TASK STATEMENT >> Reproduce every line of the listing below verbatim, leaving out the pictures.

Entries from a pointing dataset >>
------------------------------------------------------------

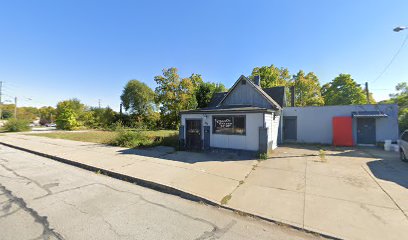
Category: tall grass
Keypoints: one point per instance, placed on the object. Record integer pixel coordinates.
(16, 125)
(134, 139)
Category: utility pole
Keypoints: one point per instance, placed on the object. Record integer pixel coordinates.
(367, 94)
(1, 104)
(15, 107)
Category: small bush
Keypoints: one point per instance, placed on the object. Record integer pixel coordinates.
(170, 141)
(17, 125)
(322, 155)
(131, 139)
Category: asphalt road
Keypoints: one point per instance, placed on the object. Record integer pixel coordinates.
(44, 199)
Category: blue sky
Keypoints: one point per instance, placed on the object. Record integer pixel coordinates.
(55, 50)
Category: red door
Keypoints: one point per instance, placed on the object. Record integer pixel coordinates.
(342, 131)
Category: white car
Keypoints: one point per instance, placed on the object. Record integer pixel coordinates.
(403, 144)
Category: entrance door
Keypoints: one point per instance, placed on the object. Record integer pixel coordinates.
(193, 134)
(366, 131)
(289, 128)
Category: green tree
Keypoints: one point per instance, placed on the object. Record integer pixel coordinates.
(343, 90)
(307, 89)
(69, 114)
(99, 117)
(174, 94)
(27, 113)
(137, 98)
(271, 76)
(47, 115)
(205, 92)
(401, 99)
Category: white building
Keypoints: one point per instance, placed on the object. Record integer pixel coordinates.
(245, 118)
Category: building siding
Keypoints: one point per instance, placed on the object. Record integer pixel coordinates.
(246, 95)
(249, 141)
(314, 124)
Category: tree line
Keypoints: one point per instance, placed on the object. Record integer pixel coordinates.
(159, 108)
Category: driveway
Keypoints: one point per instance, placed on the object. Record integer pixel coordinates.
(349, 193)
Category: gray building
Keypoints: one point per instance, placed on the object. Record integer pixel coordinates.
(246, 117)
(251, 118)
(370, 123)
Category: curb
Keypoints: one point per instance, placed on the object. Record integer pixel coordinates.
(165, 189)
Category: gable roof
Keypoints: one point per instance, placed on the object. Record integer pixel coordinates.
(256, 87)
(278, 94)
(216, 99)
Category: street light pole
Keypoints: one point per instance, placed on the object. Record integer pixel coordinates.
(15, 107)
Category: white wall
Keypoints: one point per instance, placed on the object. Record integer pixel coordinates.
(273, 128)
(249, 141)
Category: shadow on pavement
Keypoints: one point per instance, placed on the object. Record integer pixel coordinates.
(168, 153)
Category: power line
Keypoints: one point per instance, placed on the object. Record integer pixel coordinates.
(392, 59)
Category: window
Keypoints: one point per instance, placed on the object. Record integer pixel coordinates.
(229, 125)
(405, 136)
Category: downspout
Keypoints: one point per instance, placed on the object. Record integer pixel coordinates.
(281, 126)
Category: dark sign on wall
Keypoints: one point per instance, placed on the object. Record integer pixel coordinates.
(229, 125)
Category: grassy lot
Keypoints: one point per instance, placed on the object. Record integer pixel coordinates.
(107, 137)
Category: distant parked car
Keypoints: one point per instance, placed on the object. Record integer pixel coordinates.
(404, 146)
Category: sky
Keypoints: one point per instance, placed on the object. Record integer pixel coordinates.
(56, 50)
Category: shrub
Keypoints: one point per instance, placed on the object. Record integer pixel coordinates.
(131, 139)
(170, 141)
(17, 125)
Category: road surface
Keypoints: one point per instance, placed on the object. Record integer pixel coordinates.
(44, 199)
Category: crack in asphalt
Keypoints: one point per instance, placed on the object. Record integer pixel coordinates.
(215, 233)
(45, 187)
(42, 220)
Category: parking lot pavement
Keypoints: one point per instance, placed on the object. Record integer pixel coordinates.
(45, 199)
(351, 193)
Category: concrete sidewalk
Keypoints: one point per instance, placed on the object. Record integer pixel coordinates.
(352, 194)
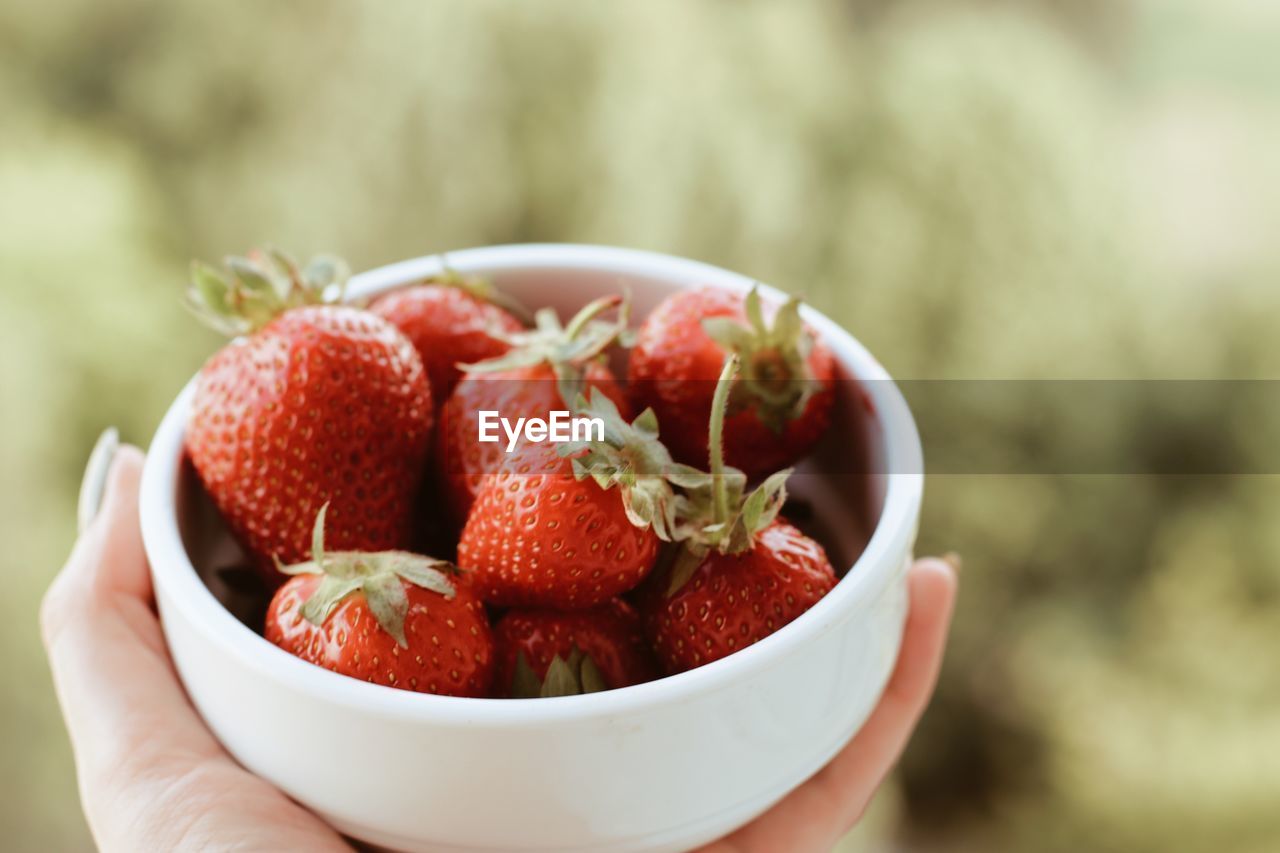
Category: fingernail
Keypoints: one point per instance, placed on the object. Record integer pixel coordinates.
(95, 477)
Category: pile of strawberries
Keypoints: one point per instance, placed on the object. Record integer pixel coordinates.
(341, 446)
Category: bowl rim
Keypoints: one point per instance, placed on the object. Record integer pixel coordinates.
(191, 600)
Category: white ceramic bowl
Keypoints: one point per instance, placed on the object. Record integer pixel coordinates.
(659, 766)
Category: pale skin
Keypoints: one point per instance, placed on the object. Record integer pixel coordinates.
(151, 775)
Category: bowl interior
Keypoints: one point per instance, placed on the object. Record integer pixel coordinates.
(837, 495)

------------------------------------------------------------

WRITTEN ANSWER >>
Category: tall grass
Keypoints: one point per instance, placed on the object. Record integer pixel coordinates.
(16, 125)
(134, 139)
Category: utility pole
Keypoints: one point per instance, placed on the object. Record integer pixel coordinates.
(367, 94)
(1, 104)
(15, 107)
Category: small bush
Keypoints: one point per instance, placed on the object. Record integer pixel coordinates.
(170, 141)
(17, 125)
(322, 155)
(131, 139)
Category: asphalt road
Keypoints: one point per instance, placed on the object. Record integer pixel coordinates.
(44, 199)
Category: blue sky
Keypoints: one point per instance, placed on the object. Record integer pixel coordinates.
(55, 50)
Category: red door
Keypoints: one point per instance, placed on the object. Record integer pixel coordinates.
(342, 131)
Category: white car
Keypoints: one point per instance, placed on the object. Record integer pixel coordinates.
(403, 144)
Category: entrance door
Keypoints: one point per instance, placed on the object. Record integer pixel coordinates.
(193, 134)
(366, 131)
(289, 128)
Category: green tree
Keypoints: one point per instance, placed on the object. Record integer pixel coordinates.
(343, 90)
(307, 89)
(69, 114)
(99, 117)
(174, 94)
(27, 113)
(137, 98)
(271, 76)
(47, 115)
(205, 92)
(401, 99)
Category: white building
Keypoints: one point per instance, placed on the object. Record integer pixel coordinates.
(245, 118)
Category: building siding
Keypoints: one point per instance, placed on the object. Record integer pixel coordinates.
(246, 95)
(249, 141)
(314, 124)
Category: tree line
Keypoints: one point per instance, placed on the object. Record integer pixel coordinates.
(159, 108)
Category: driveway
Keypoints: one point per instance, placed on the object. Record integer pixel coordinates.
(349, 193)
Category: gray building
Keypoints: one point per instance, placed on the object. Record integer pixel coordinates.
(246, 117)
(251, 118)
(370, 123)
Category: curb
Keypoints: one point per instance, placed on the object. Record integer pixel coordinates.
(165, 189)
Category: gable roof
Keypoints: one point per instance, placed on the object. Record integer pixel coordinates.
(256, 87)
(278, 94)
(216, 99)
Category: street light pole
Keypoints: one point per instance, placed on the object. Record integer pixel coordinates.
(15, 107)
Category: white wall
Keypoints: one point per instance, placed on the object. Record integer pixel coordinates.
(273, 128)
(249, 141)
Category: shadow on pavement
Keypoints: one point per instance, placed on the object. Record integer pixel coordinates.
(168, 153)
Category: power line
Keypoints: one point per instance, placed on the object. Record integer pixel coordinates.
(392, 59)
Category: window
Keypoints: one point per instance, placed on the object. Record integer pixel coordinates.
(229, 125)
(405, 136)
Category: downspout
Keypoints: one point per instance, placed on the object. Record integer pixel coordinates.
(281, 126)
Category: dark sign on wall
Keypoints: one point per instance, placed on the object. Record integer pixel coordinates.
(229, 125)
Category: grassy lot
Keypoints: one point per instance, placed on the object. Record integer pixel coordinates.
(107, 137)
Category: distant parked car
Keypoints: one point per instance, placed on the object. Record integer pixel coordinates.
(404, 146)
Category: sky
Keypoints: one point per instance, placed on the object. Record integer pixel coordinates.
(56, 50)
Category: shrub
Keypoints: one point per instance, placed on the object. Record integer pixel coordinates.
(131, 139)
(170, 141)
(17, 125)
Category: road surface
Keypoints: one point per instance, placed on the object. Record integer pixel coordinates.
(44, 199)
Category: crack in asphalt
Keypoints: one point per instance, placed on the object. Record integer pixel coordinates.
(215, 233)
(45, 187)
(42, 220)
Category: parking lot pavement
Keypoints: one point per instance, placed on the object. Record integer pixel coordinates.
(45, 199)
(351, 193)
Category: concrete sidewalk
Keypoints: one point per instance, placed on the object. Record integer pixel coordinates.
(352, 194)
Category: fingernail
Keypoints: one point per instance, placed on the object. Record integer pixel coordinates.
(95, 477)
Category: pile of strawberries
Keypoints: one point per instance, placed on the object. Record integer pixel coordinates.
(341, 446)
Category: bowl rim
Keypoints: one point per instance, placed on the object. Record integer pixel coordinates.
(191, 600)
Category: white ceramic bowl
Keypoints: one point per instance, placed on the object. Record integer pixel coordinates.
(659, 766)
Category: pale skin
Keypoints: one point per instance, placed on the object. Record integer pixel coordinates.
(151, 775)
Category: bowl interior
Keypoints: one point per instance, placed on the object. Record integer pixel coordinates.
(837, 495)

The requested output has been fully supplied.